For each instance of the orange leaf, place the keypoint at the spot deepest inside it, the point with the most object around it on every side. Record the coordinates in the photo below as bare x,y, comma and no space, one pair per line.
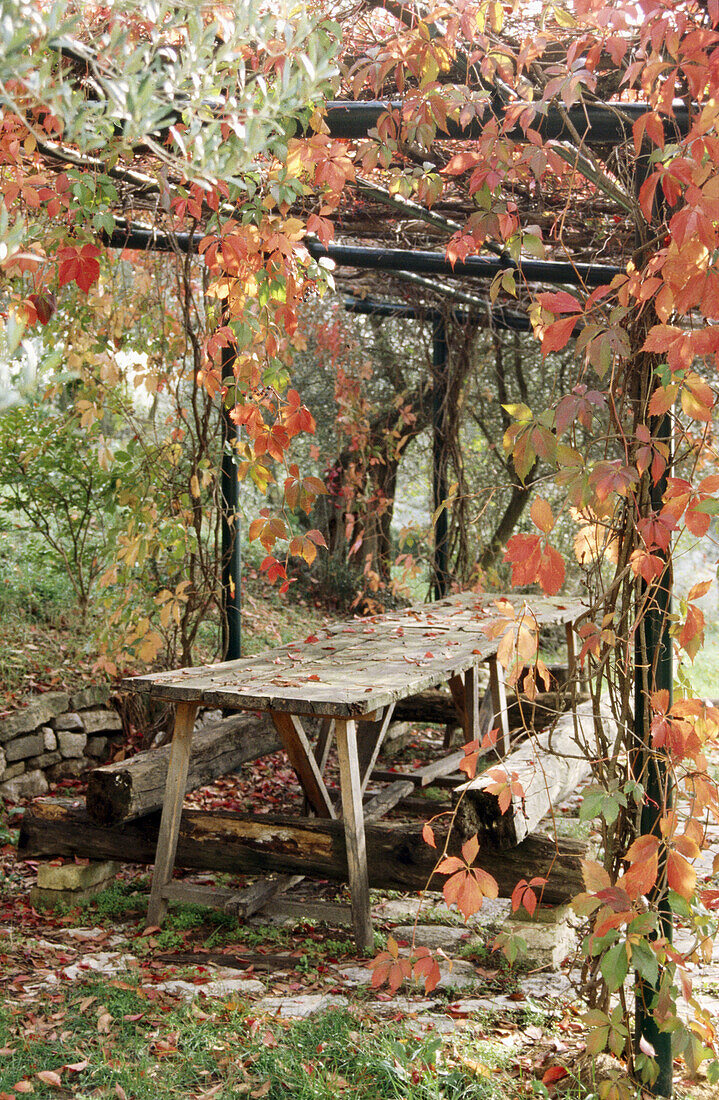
679,875
554,1074
50,1077
542,515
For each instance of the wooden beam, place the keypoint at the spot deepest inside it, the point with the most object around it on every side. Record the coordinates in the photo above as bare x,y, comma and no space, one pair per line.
135,787
301,757
387,800
354,832
179,758
369,741
397,857
550,767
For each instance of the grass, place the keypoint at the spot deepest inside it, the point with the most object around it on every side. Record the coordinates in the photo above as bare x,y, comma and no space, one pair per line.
120,1041
198,925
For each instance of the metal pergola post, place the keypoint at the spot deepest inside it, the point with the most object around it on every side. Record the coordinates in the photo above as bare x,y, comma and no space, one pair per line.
231,541
440,488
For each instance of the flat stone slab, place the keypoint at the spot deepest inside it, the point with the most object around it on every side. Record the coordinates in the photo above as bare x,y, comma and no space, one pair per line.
219,988
75,876
39,713
551,983
291,1008
460,975
103,963
433,906
445,936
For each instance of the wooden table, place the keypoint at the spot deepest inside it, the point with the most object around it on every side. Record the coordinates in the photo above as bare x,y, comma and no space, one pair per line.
351,675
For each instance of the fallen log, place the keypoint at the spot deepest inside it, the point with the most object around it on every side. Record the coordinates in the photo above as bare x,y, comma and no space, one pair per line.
397,856
437,706
130,789
549,769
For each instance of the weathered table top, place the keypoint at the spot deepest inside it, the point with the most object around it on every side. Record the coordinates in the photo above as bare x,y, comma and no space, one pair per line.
357,667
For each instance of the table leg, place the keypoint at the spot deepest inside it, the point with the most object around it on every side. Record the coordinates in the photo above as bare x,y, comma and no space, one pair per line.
472,702
499,701
354,832
179,758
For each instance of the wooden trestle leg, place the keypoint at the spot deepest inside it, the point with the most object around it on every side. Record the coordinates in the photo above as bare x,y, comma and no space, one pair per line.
345,734
179,758
499,701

──────────────────────────────

* _Your goal_
Update all the items above by changing "keypoint" to "marker" and leaving everything else as it is. Don't include the pictures.

* _Task response_
For each instance of the orange leaf, place the marker at the spot deepest inside it, the point with the most object around it on every side. Record the coordinates in the photo below as bare x,y, comma and no space, one pair per line.
679,875
554,1074
50,1077
542,515
For each instance of the wooden beam, place the marker at the spot deepest inside it, the point with the most object around it on every side. Record the coordinates in the photo above as bare x,y, comma and no space, one pair per line.
135,787
301,757
387,800
354,832
179,758
369,741
397,857
550,767
For each instance of the grass, place the marker at the spot deepest inside it, the point with the most object around it on every side. Record the coordinates in the photo above as bare x,y, comma and no space, one pair per line.
120,1041
198,925
For each instance of the metal pergola post, place the marker at the spot deepest inside it, the point with the most object around it on every side. Record the coordinates in the photo above as bare x,y, comma and no space, one pair per line.
231,541
440,488
For each instance of the flat stone slab, place the marker at the spot deepest inside it, the point with the most object around it on every side. Record the coordinates in the photo above as bare x,y, comma and no space, one pair per line.
219,988
75,876
39,713
551,983
291,1008
460,975
103,963
433,906
445,936
For each instance of the wooden table, place the marker at the spot deepest inside it, the point with the most object around it on every side. Record the coordinates in the photo above as bare x,y, comma and no space, one pair per line.
351,675
For each instance of the fallen log, place the marker at the spot deepest inside it, the point with the most object around it on every side. Record the coordinates in the photo above as bare x,y, comma and no space, one pair per line.
397,856
437,706
130,789
549,769
For each instance of the weathered table top, place the marker at the spot deepest inside it, the point with the most object around it on every side. Record the coordinates in the photo above as bare x,y, comma and no space, one pair per line.
357,667
For each instance of the table leg, place the marker at the spot deepest inside it, the point with the most object around it on every side. Record the coordinates in the photo above as bare x,y, comma and no space, one pair per line.
472,702
499,701
354,832
179,758
For each instance of the wooden trestle leg, place the marker at the spot deepest inside it, the point with the most object around it on every side. Record the coordinates in the photo above as bare x,y, comma and no space, one pair per line.
345,734
179,758
499,701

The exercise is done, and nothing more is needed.